In the data that follows, give the number of lines containing the word "wall". Offer no additional comment.

_____

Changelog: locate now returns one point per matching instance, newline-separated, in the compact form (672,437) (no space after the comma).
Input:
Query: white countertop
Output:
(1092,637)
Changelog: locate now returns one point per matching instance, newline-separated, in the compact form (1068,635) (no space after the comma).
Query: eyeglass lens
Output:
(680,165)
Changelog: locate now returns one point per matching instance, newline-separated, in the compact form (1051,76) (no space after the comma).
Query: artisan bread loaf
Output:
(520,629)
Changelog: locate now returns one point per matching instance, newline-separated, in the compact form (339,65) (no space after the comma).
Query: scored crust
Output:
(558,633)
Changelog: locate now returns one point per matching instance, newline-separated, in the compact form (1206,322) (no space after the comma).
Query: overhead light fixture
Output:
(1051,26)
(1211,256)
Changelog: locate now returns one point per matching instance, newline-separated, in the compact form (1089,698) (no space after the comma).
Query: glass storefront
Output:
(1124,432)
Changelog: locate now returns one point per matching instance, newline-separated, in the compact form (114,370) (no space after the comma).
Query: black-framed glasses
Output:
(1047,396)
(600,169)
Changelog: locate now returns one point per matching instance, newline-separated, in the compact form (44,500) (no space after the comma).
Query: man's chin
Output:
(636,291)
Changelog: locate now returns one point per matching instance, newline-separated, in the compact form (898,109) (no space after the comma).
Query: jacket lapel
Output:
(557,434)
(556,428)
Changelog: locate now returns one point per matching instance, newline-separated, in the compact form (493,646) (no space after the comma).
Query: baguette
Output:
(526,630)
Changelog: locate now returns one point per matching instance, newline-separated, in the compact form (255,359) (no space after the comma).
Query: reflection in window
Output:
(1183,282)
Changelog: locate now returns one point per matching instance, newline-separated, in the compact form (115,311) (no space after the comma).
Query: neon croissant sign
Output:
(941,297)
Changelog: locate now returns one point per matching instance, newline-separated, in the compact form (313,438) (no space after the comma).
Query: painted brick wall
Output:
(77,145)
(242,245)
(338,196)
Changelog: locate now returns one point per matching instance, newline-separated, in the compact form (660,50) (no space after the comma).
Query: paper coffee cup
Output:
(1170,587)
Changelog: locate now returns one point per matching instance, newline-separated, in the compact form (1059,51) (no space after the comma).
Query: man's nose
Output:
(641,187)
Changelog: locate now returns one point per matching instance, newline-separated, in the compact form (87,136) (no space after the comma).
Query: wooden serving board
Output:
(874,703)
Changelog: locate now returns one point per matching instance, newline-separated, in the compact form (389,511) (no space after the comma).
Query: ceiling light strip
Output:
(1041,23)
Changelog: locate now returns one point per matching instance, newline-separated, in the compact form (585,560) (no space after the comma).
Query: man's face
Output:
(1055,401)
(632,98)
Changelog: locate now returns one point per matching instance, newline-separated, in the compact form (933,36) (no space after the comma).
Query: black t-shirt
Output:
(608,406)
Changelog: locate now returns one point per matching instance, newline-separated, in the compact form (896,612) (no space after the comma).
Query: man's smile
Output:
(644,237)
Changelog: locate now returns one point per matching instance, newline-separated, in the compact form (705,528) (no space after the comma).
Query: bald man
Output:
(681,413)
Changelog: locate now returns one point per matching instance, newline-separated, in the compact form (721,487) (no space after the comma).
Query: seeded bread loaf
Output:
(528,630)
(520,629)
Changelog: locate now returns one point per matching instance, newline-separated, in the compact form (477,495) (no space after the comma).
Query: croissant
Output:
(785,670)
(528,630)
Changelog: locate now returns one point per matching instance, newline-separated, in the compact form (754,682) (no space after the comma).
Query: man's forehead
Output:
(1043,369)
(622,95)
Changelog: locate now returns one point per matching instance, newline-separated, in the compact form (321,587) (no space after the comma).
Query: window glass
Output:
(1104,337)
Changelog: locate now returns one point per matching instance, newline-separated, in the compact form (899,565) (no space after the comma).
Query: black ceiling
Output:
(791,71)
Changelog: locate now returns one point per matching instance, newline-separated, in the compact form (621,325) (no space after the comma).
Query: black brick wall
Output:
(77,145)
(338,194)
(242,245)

_____

**EXERCISE OUTPUT**:
2